> **DATA LINES**
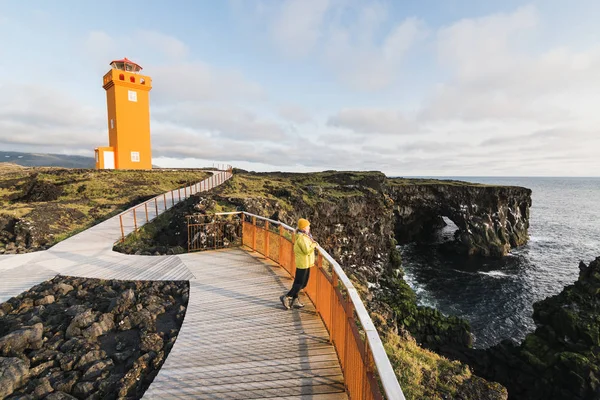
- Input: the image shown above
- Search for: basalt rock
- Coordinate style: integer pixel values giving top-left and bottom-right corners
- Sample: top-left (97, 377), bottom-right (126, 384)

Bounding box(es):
top-left (389, 179), bottom-right (531, 257)
top-left (0, 357), bottom-right (29, 399)
top-left (0, 276), bottom-right (189, 399)
top-left (449, 257), bottom-right (600, 400)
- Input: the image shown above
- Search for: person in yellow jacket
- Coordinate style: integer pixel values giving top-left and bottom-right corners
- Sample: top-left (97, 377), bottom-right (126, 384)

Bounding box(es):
top-left (279, 218), bottom-right (318, 310)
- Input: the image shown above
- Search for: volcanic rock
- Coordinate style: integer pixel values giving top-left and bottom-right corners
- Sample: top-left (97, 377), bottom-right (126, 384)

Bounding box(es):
top-left (0, 323), bottom-right (44, 356)
top-left (0, 357), bottom-right (29, 399)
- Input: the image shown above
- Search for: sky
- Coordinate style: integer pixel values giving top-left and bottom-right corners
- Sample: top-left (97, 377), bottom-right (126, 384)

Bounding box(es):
top-left (0, 0), bottom-right (600, 176)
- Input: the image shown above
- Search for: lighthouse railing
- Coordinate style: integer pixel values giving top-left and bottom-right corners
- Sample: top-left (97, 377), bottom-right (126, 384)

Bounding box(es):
top-left (118, 164), bottom-right (233, 242)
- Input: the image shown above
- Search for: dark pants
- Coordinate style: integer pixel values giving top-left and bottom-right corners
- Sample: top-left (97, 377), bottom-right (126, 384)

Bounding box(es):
top-left (287, 268), bottom-right (310, 299)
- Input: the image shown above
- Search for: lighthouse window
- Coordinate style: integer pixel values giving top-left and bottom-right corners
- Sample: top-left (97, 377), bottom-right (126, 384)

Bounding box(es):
top-left (127, 90), bottom-right (137, 102)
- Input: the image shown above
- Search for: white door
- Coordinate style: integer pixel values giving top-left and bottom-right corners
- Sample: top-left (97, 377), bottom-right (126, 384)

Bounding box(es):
top-left (104, 151), bottom-right (115, 169)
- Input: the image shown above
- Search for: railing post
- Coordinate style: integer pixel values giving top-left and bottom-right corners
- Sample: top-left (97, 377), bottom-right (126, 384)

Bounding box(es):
top-left (329, 268), bottom-right (338, 343)
top-left (252, 217), bottom-right (256, 251)
top-left (362, 338), bottom-right (373, 399)
top-left (119, 214), bottom-right (125, 242)
top-left (277, 225), bottom-right (283, 265)
top-left (187, 215), bottom-right (191, 253)
top-left (265, 221), bottom-right (271, 258)
top-left (343, 298), bottom-right (354, 380)
top-left (313, 251), bottom-right (323, 312)
top-left (288, 231), bottom-right (296, 276)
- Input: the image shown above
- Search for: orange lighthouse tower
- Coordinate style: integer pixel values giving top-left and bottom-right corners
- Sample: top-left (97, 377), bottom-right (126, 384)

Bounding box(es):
top-left (95, 58), bottom-right (152, 169)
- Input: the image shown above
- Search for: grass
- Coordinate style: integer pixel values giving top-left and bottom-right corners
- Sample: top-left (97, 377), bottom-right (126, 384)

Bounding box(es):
top-left (0, 163), bottom-right (210, 248)
top-left (383, 335), bottom-right (472, 400)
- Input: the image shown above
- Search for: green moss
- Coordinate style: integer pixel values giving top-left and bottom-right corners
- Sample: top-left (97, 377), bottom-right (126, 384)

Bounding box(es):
top-left (0, 166), bottom-right (210, 245)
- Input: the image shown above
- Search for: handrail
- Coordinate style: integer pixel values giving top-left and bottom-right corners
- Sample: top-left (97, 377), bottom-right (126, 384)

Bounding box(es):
top-left (215, 211), bottom-right (405, 400)
top-left (118, 165), bottom-right (233, 242)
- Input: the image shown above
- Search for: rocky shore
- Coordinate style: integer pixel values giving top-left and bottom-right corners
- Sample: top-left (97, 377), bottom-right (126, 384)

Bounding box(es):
top-left (115, 172), bottom-right (530, 400)
top-left (0, 276), bottom-right (189, 400)
top-left (451, 257), bottom-right (600, 400)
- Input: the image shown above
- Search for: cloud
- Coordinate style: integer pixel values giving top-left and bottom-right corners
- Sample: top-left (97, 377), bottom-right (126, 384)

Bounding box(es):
top-left (151, 61), bottom-right (265, 104)
top-left (0, 84), bottom-right (103, 154)
top-left (325, 14), bottom-right (426, 91)
top-left (152, 103), bottom-right (286, 142)
top-left (271, 0), bottom-right (330, 58)
top-left (419, 6), bottom-right (600, 124)
top-left (327, 108), bottom-right (418, 135)
top-left (279, 104), bottom-right (312, 124)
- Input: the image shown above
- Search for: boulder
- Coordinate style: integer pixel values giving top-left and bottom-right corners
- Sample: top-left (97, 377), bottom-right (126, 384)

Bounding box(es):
top-left (140, 333), bottom-right (164, 353)
top-left (81, 359), bottom-right (114, 381)
top-left (0, 357), bottom-right (29, 399)
top-left (82, 313), bottom-right (115, 338)
top-left (52, 371), bottom-right (81, 393)
top-left (0, 323), bottom-right (44, 356)
top-left (33, 378), bottom-right (54, 399)
top-left (117, 353), bottom-right (152, 397)
top-left (35, 294), bottom-right (55, 306)
top-left (73, 382), bottom-right (96, 399)
top-left (108, 289), bottom-right (135, 314)
top-left (65, 308), bottom-right (98, 339)
top-left (52, 283), bottom-right (75, 295)
top-left (44, 392), bottom-right (77, 400)
top-left (75, 350), bottom-right (106, 371)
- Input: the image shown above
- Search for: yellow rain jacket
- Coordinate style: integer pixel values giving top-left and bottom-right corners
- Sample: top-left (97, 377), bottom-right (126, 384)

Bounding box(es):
top-left (294, 232), bottom-right (317, 269)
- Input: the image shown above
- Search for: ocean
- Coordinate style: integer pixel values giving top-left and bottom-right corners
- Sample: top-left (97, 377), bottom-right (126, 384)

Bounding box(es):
top-left (399, 177), bottom-right (600, 348)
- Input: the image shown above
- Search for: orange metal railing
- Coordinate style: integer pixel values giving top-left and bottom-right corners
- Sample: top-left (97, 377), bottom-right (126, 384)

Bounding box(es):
top-left (119, 164), bottom-right (233, 242)
top-left (217, 212), bottom-right (404, 400)
top-left (187, 215), bottom-right (242, 253)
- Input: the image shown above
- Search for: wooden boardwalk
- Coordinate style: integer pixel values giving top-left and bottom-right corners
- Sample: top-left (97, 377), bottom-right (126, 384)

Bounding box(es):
top-left (144, 249), bottom-right (347, 399)
top-left (0, 173), bottom-right (347, 400)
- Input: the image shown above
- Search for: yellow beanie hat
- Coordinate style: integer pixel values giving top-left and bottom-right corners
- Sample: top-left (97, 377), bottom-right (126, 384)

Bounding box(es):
top-left (298, 218), bottom-right (310, 230)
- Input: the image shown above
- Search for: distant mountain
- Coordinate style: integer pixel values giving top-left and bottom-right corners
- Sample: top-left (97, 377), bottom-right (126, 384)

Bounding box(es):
top-left (0, 151), bottom-right (96, 168)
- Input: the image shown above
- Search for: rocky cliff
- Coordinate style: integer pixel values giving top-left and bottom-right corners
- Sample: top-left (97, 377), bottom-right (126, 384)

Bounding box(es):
top-left (458, 257), bottom-right (600, 400)
top-left (118, 172), bottom-right (531, 399)
top-left (388, 179), bottom-right (531, 257)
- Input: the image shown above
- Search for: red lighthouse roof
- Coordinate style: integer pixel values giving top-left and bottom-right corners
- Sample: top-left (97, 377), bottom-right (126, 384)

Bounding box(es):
top-left (110, 57), bottom-right (142, 72)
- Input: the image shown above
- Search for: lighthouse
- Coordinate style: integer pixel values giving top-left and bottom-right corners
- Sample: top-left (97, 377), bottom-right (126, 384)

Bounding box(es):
top-left (95, 58), bottom-right (152, 169)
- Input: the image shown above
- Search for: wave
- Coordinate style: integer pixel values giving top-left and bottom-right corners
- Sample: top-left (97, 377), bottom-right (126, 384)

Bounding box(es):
top-left (478, 271), bottom-right (510, 278)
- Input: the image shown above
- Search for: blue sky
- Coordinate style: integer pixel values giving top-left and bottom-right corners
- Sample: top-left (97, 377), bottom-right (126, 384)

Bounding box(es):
top-left (0, 0), bottom-right (600, 176)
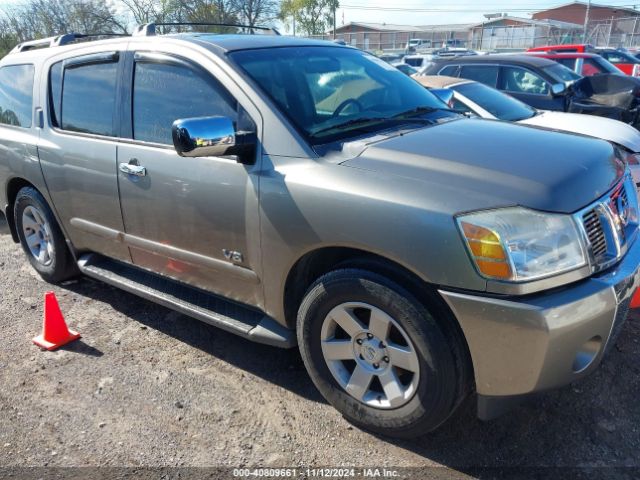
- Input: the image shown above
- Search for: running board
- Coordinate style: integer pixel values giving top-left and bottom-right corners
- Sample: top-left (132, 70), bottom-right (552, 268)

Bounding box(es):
top-left (78, 253), bottom-right (297, 348)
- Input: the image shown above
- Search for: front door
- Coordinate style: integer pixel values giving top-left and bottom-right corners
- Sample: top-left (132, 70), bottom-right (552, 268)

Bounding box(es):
top-left (117, 52), bottom-right (260, 304)
top-left (38, 49), bottom-right (131, 262)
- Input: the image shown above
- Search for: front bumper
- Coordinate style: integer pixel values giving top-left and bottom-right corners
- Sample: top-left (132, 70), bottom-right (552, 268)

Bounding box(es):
top-left (440, 234), bottom-right (640, 417)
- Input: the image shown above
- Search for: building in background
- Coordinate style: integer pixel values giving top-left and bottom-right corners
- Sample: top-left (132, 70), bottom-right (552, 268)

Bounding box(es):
top-left (531, 2), bottom-right (640, 25)
top-left (470, 14), bottom-right (583, 51)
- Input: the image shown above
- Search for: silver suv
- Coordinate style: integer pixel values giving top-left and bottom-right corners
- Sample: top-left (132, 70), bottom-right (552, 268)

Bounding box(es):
top-left (0, 25), bottom-right (640, 437)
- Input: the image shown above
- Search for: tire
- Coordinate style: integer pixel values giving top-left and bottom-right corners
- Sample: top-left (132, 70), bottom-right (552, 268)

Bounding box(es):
top-left (13, 187), bottom-right (78, 283)
top-left (297, 268), bottom-right (469, 438)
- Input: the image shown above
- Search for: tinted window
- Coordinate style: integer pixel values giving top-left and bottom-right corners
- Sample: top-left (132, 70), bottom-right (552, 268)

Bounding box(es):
top-left (552, 58), bottom-right (576, 70)
top-left (404, 57), bottom-right (424, 67)
top-left (438, 65), bottom-right (458, 77)
top-left (60, 62), bottom-right (118, 136)
top-left (460, 65), bottom-right (498, 87)
top-left (502, 65), bottom-right (548, 95)
top-left (133, 62), bottom-right (236, 144)
top-left (0, 65), bottom-right (34, 128)
top-left (582, 57), bottom-right (624, 75)
top-left (542, 63), bottom-right (582, 83)
top-left (230, 47), bottom-right (449, 143)
top-left (452, 83), bottom-right (536, 122)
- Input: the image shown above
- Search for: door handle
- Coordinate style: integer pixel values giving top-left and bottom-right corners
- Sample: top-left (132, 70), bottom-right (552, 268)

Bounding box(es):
top-left (119, 158), bottom-right (147, 177)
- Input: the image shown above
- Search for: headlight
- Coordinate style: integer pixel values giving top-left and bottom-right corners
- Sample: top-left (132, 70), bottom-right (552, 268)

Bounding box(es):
top-left (457, 207), bottom-right (587, 282)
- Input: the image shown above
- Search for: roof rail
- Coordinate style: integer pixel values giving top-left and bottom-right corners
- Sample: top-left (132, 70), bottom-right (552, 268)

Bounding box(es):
top-left (11, 33), bottom-right (128, 53)
top-left (133, 22), bottom-right (280, 37)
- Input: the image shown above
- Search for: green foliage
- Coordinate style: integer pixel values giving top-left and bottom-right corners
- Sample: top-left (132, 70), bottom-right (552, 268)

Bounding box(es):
top-left (280, 0), bottom-right (340, 35)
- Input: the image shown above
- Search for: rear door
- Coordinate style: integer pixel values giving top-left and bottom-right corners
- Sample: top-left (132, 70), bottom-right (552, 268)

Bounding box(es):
top-left (118, 51), bottom-right (260, 304)
top-left (38, 48), bottom-right (131, 261)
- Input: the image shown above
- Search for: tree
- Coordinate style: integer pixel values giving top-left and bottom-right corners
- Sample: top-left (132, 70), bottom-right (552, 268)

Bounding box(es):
top-left (280, 0), bottom-right (339, 35)
top-left (235, 0), bottom-right (280, 27)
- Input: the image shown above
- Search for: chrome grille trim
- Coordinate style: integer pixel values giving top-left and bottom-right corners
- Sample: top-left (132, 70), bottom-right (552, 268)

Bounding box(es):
top-left (574, 173), bottom-right (639, 272)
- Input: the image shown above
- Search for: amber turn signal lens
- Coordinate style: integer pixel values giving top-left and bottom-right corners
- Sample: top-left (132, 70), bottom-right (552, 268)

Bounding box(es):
top-left (460, 222), bottom-right (512, 279)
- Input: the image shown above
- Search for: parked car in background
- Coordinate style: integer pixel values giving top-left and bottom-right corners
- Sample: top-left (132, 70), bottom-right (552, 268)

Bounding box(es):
top-left (423, 54), bottom-right (640, 126)
top-left (421, 54), bottom-right (582, 111)
top-left (402, 47), bottom-right (478, 74)
top-left (414, 75), bottom-right (640, 187)
top-left (392, 62), bottom-right (418, 77)
top-left (527, 44), bottom-right (640, 77)
top-left (404, 38), bottom-right (431, 53)
top-left (0, 25), bottom-right (640, 437)
top-left (528, 52), bottom-right (624, 77)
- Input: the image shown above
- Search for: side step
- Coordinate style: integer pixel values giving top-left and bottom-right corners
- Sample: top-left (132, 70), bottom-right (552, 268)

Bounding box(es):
top-left (78, 253), bottom-right (297, 348)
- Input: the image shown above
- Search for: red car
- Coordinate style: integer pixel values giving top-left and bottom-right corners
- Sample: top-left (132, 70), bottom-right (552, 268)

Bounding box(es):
top-left (529, 52), bottom-right (623, 77)
top-left (527, 44), bottom-right (640, 77)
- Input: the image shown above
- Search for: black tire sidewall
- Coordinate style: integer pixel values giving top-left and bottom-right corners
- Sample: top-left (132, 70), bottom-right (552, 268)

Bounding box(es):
top-left (298, 269), bottom-right (458, 437)
top-left (14, 187), bottom-right (70, 283)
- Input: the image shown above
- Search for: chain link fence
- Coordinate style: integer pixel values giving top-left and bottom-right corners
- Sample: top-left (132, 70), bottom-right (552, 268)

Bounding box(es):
top-left (309, 16), bottom-right (640, 53)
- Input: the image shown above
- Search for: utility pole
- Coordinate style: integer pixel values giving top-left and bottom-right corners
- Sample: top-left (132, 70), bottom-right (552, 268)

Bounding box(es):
top-left (582, 0), bottom-right (591, 43)
top-left (333, 2), bottom-right (338, 40)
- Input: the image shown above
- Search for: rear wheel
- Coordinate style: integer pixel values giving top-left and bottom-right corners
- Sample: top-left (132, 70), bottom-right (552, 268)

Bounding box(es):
top-left (298, 269), bottom-right (466, 437)
top-left (14, 187), bottom-right (77, 283)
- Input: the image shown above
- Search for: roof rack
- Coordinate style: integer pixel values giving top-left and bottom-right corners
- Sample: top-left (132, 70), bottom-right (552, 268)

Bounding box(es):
top-left (11, 33), bottom-right (128, 53)
top-left (133, 22), bottom-right (280, 37)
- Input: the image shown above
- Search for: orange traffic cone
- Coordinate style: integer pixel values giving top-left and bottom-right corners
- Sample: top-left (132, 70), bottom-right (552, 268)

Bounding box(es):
top-left (33, 292), bottom-right (80, 350)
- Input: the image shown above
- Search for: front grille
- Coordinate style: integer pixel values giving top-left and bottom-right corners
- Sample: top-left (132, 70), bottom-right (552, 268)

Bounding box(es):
top-left (582, 208), bottom-right (607, 258)
top-left (577, 175), bottom-right (638, 272)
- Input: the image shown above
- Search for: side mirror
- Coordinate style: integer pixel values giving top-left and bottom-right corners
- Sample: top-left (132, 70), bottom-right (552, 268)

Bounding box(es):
top-left (551, 83), bottom-right (567, 97)
top-left (429, 88), bottom-right (453, 108)
top-left (171, 117), bottom-right (257, 163)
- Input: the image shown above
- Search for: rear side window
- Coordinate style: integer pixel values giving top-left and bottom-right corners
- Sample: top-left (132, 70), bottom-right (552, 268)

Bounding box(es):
top-left (552, 58), bottom-right (576, 70)
top-left (58, 62), bottom-right (118, 137)
top-left (460, 65), bottom-right (498, 88)
top-left (502, 67), bottom-right (549, 95)
top-left (0, 65), bottom-right (34, 128)
top-left (133, 62), bottom-right (237, 145)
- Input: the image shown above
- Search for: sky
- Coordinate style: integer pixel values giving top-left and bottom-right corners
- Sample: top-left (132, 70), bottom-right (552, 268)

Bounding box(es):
top-left (332, 0), bottom-right (640, 26)
top-left (0, 0), bottom-right (640, 26)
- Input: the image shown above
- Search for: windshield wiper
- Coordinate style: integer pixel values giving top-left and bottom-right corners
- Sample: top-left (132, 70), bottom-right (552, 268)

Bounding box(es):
top-left (391, 107), bottom-right (460, 119)
top-left (311, 116), bottom-right (427, 137)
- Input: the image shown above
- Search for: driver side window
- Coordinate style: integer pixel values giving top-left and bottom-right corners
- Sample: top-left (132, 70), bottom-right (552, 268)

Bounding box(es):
top-left (502, 67), bottom-right (549, 95)
top-left (133, 62), bottom-right (237, 145)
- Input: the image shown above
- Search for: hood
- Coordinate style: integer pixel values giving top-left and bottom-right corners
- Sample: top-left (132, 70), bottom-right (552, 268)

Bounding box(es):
top-left (518, 112), bottom-right (640, 153)
top-left (342, 119), bottom-right (624, 213)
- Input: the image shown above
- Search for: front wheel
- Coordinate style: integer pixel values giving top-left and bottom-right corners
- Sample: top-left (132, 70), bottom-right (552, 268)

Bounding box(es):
top-left (14, 187), bottom-right (77, 283)
top-left (298, 269), bottom-right (463, 438)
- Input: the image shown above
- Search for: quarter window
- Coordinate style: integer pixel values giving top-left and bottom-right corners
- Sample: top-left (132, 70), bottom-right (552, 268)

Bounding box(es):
top-left (133, 62), bottom-right (237, 145)
top-left (0, 65), bottom-right (34, 128)
top-left (502, 67), bottom-right (549, 95)
top-left (59, 62), bottom-right (118, 137)
top-left (438, 65), bottom-right (458, 77)
top-left (460, 65), bottom-right (498, 88)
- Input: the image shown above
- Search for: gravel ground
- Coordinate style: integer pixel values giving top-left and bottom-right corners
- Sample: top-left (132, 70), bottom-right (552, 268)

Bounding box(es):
top-left (0, 215), bottom-right (640, 478)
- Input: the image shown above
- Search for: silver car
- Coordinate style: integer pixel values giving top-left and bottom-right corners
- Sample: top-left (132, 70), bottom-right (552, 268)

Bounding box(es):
top-left (0, 25), bottom-right (640, 437)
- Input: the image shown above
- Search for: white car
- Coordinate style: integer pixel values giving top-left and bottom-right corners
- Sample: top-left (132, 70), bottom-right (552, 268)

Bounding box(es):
top-left (413, 75), bottom-right (640, 187)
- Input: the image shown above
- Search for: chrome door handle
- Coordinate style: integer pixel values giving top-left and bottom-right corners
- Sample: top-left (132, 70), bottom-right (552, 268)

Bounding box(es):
top-left (119, 160), bottom-right (147, 177)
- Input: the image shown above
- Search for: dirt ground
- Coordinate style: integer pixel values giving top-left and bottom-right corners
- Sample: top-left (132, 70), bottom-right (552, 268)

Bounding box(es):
top-left (0, 218), bottom-right (640, 478)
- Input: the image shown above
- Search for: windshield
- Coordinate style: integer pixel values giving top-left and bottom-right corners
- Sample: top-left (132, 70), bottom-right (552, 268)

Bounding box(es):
top-left (451, 82), bottom-right (537, 122)
top-left (230, 47), bottom-right (453, 143)
top-left (542, 63), bottom-right (582, 85)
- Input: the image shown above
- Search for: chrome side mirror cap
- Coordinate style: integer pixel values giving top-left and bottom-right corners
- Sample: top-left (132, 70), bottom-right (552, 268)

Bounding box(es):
top-left (171, 117), bottom-right (256, 163)
top-left (551, 83), bottom-right (567, 97)
top-left (429, 88), bottom-right (453, 108)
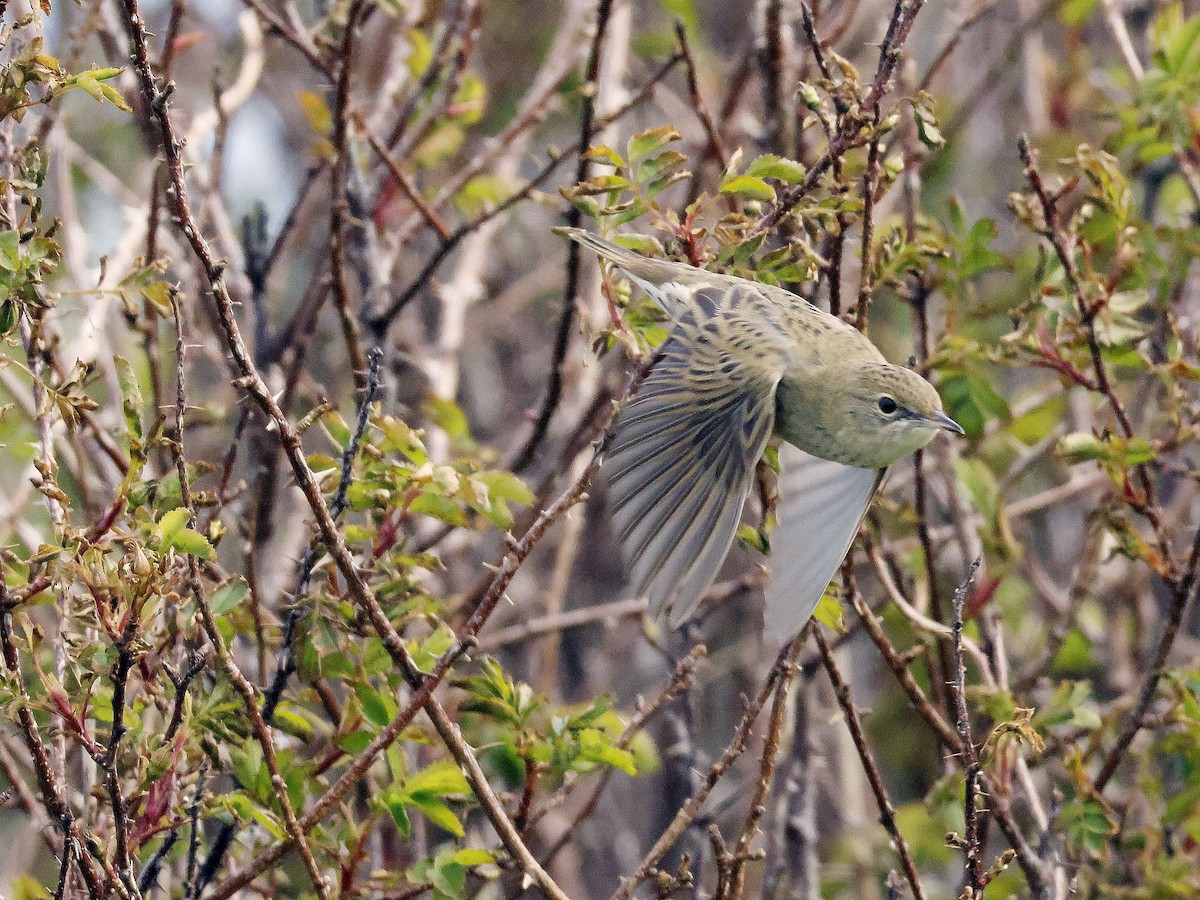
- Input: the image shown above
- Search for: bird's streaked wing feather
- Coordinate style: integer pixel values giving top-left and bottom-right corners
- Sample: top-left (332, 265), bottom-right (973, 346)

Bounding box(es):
top-left (763, 444), bottom-right (883, 641)
top-left (604, 286), bottom-right (786, 626)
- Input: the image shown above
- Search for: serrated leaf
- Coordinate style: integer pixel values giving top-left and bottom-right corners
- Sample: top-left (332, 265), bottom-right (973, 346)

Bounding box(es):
top-left (745, 154), bottom-right (806, 185)
top-left (409, 797), bottom-right (466, 838)
top-left (404, 760), bottom-right (470, 797)
top-left (812, 589), bottom-right (847, 635)
top-left (720, 175), bottom-right (775, 200)
top-left (209, 577), bottom-right (250, 616)
top-left (625, 125), bottom-right (683, 164)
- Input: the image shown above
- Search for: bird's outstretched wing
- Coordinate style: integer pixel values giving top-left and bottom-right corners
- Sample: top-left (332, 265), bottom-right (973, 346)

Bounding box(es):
top-left (604, 286), bottom-right (786, 626)
top-left (763, 444), bottom-right (884, 641)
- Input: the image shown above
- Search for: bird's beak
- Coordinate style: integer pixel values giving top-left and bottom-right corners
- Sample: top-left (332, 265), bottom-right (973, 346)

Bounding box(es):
top-left (929, 413), bottom-right (966, 434)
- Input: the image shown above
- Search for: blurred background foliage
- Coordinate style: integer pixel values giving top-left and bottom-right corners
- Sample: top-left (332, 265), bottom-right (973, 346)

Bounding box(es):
top-left (0, 0), bottom-right (1200, 898)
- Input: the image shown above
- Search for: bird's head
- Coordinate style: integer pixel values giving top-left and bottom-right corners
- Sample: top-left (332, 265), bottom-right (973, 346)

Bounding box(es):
top-left (834, 364), bottom-right (964, 468)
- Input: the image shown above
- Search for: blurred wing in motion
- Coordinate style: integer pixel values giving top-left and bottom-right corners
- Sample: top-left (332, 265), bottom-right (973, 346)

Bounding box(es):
top-left (763, 444), bottom-right (884, 641)
top-left (605, 286), bottom-right (786, 628)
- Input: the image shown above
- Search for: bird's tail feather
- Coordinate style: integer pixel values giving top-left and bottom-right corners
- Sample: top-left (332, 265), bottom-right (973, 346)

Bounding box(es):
top-left (554, 228), bottom-right (713, 318)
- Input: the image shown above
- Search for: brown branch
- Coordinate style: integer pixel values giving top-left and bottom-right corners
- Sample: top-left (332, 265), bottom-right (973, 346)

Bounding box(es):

> **TASK DESCRIPTION**
Copy out word for word everything from the start of the items down through the line containing "top-left (279, 218), bottom-right (318, 310)", including that line. Leave the pictures out of your answer.

> **WORKED SOLUTION**
- Input: the image shown above
- Search for: basalt rock
- Coordinate style: integer pixel values giving top-left and bottom-right corners
- Sample: top-left (97, 377), bottom-right (126, 384)

Bounding box(es):
top-left (389, 179), bottom-right (531, 257)
top-left (0, 357), bottom-right (29, 399)
top-left (0, 276), bottom-right (189, 399)
top-left (449, 257), bottom-right (600, 400)
- Input: the image shown above
- Search for: person in yellow jacket
- Coordinate style: integer pixel values giving top-left and bottom-right corners
- Sample: top-left (97, 377), bottom-right (126, 384)

Bounding box(es):
top-left (279, 218), bottom-right (318, 310)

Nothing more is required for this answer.